(TASK PROMPT): Everything from the line containing "the cloud, placing" to the final line of the records below should be given again exactly, and nothing else.

(RECORDS):
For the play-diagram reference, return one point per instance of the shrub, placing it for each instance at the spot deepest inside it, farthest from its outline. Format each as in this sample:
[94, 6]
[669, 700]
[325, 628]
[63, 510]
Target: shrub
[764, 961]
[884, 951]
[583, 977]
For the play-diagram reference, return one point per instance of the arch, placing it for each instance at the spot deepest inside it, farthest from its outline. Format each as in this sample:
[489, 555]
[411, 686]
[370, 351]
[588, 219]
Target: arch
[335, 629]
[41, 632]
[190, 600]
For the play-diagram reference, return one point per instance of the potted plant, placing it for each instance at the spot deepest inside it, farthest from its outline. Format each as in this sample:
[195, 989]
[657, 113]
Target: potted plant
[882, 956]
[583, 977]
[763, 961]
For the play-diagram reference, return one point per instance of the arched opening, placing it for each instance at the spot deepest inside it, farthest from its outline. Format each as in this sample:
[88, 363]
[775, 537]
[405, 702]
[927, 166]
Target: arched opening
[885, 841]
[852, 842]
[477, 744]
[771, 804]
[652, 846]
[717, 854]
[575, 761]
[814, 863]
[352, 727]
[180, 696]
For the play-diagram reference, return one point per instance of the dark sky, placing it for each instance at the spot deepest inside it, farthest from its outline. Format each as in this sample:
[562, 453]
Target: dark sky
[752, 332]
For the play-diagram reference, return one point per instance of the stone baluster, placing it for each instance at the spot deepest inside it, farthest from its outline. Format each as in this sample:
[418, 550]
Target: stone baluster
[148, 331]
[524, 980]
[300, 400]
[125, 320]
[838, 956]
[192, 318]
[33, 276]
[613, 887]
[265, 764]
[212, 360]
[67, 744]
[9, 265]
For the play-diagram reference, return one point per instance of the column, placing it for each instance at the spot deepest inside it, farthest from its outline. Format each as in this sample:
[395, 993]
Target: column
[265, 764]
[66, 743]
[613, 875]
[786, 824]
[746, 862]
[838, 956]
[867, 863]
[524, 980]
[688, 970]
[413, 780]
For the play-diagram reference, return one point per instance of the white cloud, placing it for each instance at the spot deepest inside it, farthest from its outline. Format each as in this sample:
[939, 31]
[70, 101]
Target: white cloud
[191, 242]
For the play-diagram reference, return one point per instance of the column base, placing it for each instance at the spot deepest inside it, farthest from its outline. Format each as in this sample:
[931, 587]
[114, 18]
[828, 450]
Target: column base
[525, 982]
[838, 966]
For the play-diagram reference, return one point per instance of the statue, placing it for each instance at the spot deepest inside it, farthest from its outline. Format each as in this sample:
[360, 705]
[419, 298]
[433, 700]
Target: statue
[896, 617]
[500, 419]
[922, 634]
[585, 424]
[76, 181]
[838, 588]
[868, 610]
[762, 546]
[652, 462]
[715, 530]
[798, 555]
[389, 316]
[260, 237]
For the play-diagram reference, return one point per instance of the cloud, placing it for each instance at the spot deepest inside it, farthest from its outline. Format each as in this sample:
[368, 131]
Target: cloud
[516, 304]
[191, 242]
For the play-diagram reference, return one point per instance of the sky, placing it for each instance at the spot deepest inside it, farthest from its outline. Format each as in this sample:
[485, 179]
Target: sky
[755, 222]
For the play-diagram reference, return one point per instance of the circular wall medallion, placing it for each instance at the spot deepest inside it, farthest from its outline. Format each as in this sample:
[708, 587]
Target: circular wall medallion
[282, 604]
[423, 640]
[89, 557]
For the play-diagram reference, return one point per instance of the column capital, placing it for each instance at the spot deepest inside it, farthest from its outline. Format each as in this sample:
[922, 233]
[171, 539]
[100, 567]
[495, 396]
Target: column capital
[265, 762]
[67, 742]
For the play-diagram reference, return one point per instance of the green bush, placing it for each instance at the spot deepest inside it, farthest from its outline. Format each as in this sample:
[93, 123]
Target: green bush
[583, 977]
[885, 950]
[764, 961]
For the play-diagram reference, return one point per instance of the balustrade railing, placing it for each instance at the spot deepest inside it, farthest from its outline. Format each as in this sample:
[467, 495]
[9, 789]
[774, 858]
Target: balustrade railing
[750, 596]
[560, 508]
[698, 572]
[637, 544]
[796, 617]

(CORRECT ANSWER):
For the play-diagram reference, return one point per instance of the cloud, placing it for each instance at the spot deepest inside it, farthest from its outline. Format each as in this sample:
[368, 131]
Target: cloud
[516, 304]
[191, 242]
For the play-diagram reference, return one point per instance of the sky, placing it for each instance at the spot deepest inside it, farthest from its outline. Format each as in this sample:
[485, 179]
Target: sky
[755, 222]
For the play-diagram reference, return one point per instance of the circular wall medallion, placing it for each instance at the spot deepest inside it, farthest from its outline. Format each as in this sample:
[708, 587]
Target: circular wall medallion
[282, 604]
[423, 640]
[89, 557]
For the play-diagram reference, return one point per instance of the column capital, placing it for each instance at the spot deepest inside it, farthest from its outline. Format each as in this sample:
[922, 233]
[171, 539]
[100, 567]
[495, 396]
Target: column capital
[265, 762]
[67, 742]
For the play-diagram reference, return one point per instance of the green bush, placing it for each instance at the spot deepest inside it, farthest from its outline. Format each as in this sample:
[93, 123]
Target: green bush
[583, 977]
[885, 950]
[764, 961]
For the play-diagram reference, return one point per instance of the balustrade railing, placing it for each instance at the spot deepest inside it, farthest from its outline. Format each as in this sample:
[467, 495]
[9, 789]
[774, 858]
Target: balustrade railing
[750, 596]
[560, 508]
[698, 572]
[637, 544]
[796, 617]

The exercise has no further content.